Exactly as written, retype all of the records that come next.

RECORDED DATA: Begin

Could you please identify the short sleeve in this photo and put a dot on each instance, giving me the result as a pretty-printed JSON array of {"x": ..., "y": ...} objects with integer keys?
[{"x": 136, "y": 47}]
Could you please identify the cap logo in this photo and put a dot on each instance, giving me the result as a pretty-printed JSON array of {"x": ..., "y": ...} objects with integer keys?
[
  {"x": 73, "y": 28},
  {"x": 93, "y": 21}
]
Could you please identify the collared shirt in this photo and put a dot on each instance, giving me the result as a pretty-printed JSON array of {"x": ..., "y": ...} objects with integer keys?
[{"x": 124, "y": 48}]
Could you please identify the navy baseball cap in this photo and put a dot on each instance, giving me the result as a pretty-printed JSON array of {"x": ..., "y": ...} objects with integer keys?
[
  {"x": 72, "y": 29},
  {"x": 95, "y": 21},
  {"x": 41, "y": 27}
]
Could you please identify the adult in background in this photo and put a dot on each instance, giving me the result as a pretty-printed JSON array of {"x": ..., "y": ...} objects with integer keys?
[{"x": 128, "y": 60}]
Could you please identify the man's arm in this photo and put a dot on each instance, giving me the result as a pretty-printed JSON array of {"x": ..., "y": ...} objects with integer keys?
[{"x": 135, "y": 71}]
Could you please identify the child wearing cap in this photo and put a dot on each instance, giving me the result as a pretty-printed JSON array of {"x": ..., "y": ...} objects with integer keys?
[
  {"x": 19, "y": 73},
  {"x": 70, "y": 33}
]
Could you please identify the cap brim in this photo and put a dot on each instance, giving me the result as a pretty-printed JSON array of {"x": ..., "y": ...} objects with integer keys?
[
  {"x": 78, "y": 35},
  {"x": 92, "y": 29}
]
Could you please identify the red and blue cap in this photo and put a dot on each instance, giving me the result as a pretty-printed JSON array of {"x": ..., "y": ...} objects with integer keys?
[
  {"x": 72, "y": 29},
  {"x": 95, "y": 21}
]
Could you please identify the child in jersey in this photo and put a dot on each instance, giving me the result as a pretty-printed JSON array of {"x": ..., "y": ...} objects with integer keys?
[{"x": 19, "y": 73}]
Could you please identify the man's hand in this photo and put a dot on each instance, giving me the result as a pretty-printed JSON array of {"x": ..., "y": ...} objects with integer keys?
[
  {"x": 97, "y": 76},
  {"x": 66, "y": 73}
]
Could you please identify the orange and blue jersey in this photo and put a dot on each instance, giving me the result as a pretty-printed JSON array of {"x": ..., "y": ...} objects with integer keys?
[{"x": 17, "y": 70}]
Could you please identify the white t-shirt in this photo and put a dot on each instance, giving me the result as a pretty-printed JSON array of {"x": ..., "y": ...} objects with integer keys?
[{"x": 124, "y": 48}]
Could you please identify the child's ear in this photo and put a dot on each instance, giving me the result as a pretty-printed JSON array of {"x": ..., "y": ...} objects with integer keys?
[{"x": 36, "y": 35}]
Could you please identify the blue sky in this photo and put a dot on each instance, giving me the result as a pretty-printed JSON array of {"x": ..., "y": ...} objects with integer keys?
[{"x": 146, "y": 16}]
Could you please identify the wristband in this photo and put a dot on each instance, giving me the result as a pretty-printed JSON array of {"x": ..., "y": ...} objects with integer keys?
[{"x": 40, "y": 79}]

RECORDED DATA: End

§ **OUTPUT BELOW**
Could you please identify the short sleeve in this photo and put a dot on each instance, giving me the result as a pretty-printed JSON array of {"x": ..., "y": ...} objects with integer keys?
[{"x": 136, "y": 47}]
Could you please identify the cap logo in this photo and put a dot on each instance, giving me the result as a pretty-printed JSON array of {"x": ..., "y": ...} objects with integer keys?
[
  {"x": 73, "y": 28},
  {"x": 93, "y": 21}
]
Could you please identify the collared shirt in this photo and put a dot on each instance, giving me the result as a pretty-printed JSON array of {"x": ..., "y": ...} objects with integer keys?
[{"x": 124, "y": 48}]
Could you please identify the navy baseball cap in this photo and put a dot on each instance, giving me the result as a pretty-printed JSON array of {"x": ..., "y": ...} objects with integer keys?
[
  {"x": 72, "y": 29},
  {"x": 95, "y": 21},
  {"x": 41, "y": 27}
]
Could you please identify the adult in background in this photo and put a dot on each instance, giving me the result as a pretty-printed JSON array of {"x": ..., "y": ...} objects with integer keys?
[{"x": 128, "y": 60}]
Could you please identify the man's arm in this photo and put a dot on each instance, giving me the result as a pretty-printed JSON array of {"x": ..., "y": ...} objects with integer keys?
[{"x": 135, "y": 71}]
Could you please identify the child wearing cap in this photo and put a dot on each instance, giving me the result as a pretty-printed JSON array of {"x": ..., "y": ...} objects with integer keys?
[
  {"x": 19, "y": 73},
  {"x": 70, "y": 33}
]
Could you please identify the cap brim in this photo and put a dot on each instance, giving me the result as a pretty-printed JSON array of {"x": ..., "y": ...} objects with integer keys?
[
  {"x": 78, "y": 35},
  {"x": 92, "y": 29}
]
Could you please identify the red and blue cap in this photo and put a dot on each instance, giving me the result as a pretty-printed JSON array of {"x": ..., "y": ...} objects with integer keys?
[
  {"x": 72, "y": 29},
  {"x": 95, "y": 21}
]
Could you please identify the child in jersey in this photo and put a dot on each instance, giving me the result as a pretty-printed JSON array of {"x": ..., "y": ...} objects with integer keys?
[{"x": 19, "y": 73}]
Could you please identify the man's hand in this photo and put a dot on each instance, giving me the result as a pretty-printed JSON array of {"x": ..., "y": ...} objects with integer keys?
[
  {"x": 97, "y": 76},
  {"x": 66, "y": 73}
]
Could you please identify the orange and blue jersey in this photo and put a dot on each instance, giving me the result as a pretty-printed JSON array of {"x": ..., "y": ...} objects with integer keys?
[{"x": 17, "y": 70}]
Could you please identify the white t-shirt in this photo and put a dot on each instance, giving me the result as a pretty-printed JSON array of {"x": ..., "y": ...} objects with integer keys?
[{"x": 124, "y": 48}]
Could you please identify the child's ear in this photo and put a dot on each instance, giving me the result as a pretty-printed JSON array of {"x": ..., "y": ...} objects with integer keys?
[{"x": 36, "y": 35}]
Could you please identify the blue sky in this photo and put a dot on each instance, giving me the result as a pretty-printed JSON array of {"x": ..., "y": ...} objects with integer keys?
[{"x": 146, "y": 16}]
Could you please identify the wristband in this photo and put a dot on each instance, giving me the result as a pretty-printed JSON array of {"x": ..., "y": ...} objects with integer keys?
[{"x": 40, "y": 79}]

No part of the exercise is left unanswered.